GIVEN DATA START

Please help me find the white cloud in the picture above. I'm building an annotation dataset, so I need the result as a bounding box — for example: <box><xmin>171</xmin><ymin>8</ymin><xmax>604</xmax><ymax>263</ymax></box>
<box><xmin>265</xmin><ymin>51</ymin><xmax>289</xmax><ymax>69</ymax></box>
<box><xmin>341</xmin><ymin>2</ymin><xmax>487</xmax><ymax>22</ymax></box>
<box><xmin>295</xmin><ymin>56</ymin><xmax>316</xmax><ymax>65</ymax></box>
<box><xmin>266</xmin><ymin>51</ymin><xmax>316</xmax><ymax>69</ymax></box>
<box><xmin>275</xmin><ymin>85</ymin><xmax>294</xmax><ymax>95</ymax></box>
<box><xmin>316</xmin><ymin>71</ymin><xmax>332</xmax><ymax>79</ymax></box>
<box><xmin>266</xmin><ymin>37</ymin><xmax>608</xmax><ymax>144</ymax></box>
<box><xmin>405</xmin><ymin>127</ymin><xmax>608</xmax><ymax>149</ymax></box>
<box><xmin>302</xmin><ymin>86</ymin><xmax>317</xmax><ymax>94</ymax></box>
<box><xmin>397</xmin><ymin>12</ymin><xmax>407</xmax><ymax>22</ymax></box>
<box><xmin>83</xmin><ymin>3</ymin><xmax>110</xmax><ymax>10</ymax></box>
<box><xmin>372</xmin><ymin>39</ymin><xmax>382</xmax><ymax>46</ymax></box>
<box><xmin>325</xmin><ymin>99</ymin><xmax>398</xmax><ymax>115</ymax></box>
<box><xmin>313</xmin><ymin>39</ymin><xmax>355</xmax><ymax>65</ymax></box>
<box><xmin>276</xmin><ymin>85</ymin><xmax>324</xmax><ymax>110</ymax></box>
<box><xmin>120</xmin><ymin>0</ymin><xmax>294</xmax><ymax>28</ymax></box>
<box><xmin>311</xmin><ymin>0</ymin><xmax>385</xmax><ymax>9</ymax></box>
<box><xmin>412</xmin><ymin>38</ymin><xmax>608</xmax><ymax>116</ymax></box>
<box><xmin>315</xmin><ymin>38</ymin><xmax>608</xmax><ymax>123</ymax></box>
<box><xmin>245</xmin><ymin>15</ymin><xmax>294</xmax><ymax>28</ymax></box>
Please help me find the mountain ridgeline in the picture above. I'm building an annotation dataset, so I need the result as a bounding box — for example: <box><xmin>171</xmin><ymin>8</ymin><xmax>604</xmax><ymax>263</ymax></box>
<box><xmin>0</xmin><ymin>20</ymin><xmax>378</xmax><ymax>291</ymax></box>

GIVEN DATA END

Reproduce each entry above exactly, keeping every word.

◆ ANSWER
Please help me find the white cloud in the picture above. I'm building an annotation dataset, so I need the result as a bounding box — for example: <box><xmin>171</xmin><ymin>8</ymin><xmax>604</xmax><ymax>263</ymax></box>
<box><xmin>265</xmin><ymin>51</ymin><xmax>289</xmax><ymax>69</ymax></box>
<box><xmin>341</xmin><ymin>2</ymin><xmax>487</xmax><ymax>22</ymax></box>
<box><xmin>295</xmin><ymin>56</ymin><xmax>316</xmax><ymax>65</ymax></box>
<box><xmin>266</xmin><ymin>51</ymin><xmax>316</xmax><ymax>69</ymax></box>
<box><xmin>275</xmin><ymin>85</ymin><xmax>294</xmax><ymax>95</ymax></box>
<box><xmin>316</xmin><ymin>71</ymin><xmax>332</xmax><ymax>79</ymax></box>
<box><xmin>266</xmin><ymin>37</ymin><xmax>608</xmax><ymax>144</ymax></box>
<box><xmin>405</xmin><ymin>127</ymin><xmax>608</xmax><ymax>149</ymax></box>
<box><xmin>302</xmin><ymin>86</ymin><xmax>317</xmax><ymax>94</ymax></box>
<box><xmin>397</xmin><ymin>12</ymin><xmax>407</xmax><ymax>22</ymax></box>
<box><xmin>83</xmin><ymin>3</ymin><xmax>110</xmax><ymax>10</ymax></box>
<box><xmin>372</xmin><ymin>39</ymin><xmax>382</xmax><ymax>46</ymax></box>
<box><xmin>325</xmin><ymin>99</ymin><xmax>398</xmax><ymax>115</ymax></box>
<box><xmin>313</xmin><ymin>39</ymin><xmax>355</xmax><ymax>65</ymax></box>
<box><xmin>276</xmin><ymin>85</ymin><xmax>324</xmax><ymax>110</ymax></box>
<box><xmin>120</xmin><ymin>0</ymin><xmax>294</xmax><ymax>28</ymax></box>
<box><xmin>311</xmin><ymin>0</ymin><xmax>385</xmax><ymax>9</ymax></box>
<box><xmin>412</xmin><ymin>38</ymin><xmax>608</xmax><ymax>116</ymax></box>
<box><xmin>315</xmin><ymin>38</ymin><xmax>608</xmax><ymax>123</ymax></box>
<box><xmin>245</xmin><ymin>15</ymin><xmax>294</xmax><ymax>28</ymax></box>
Please help me find the mountain ridgeline in the picture above. I'm building an annotation dataset, so I need the result as a bounding box — for example: <box><xmin>171</xmin><ymin>8</ymin><xmax>604</xmax><ymax>263</ymax></box>
<box><xmin>0</xmin><ymin>20</ymin><xmax>378</xmax><ymax>291</ymax></box>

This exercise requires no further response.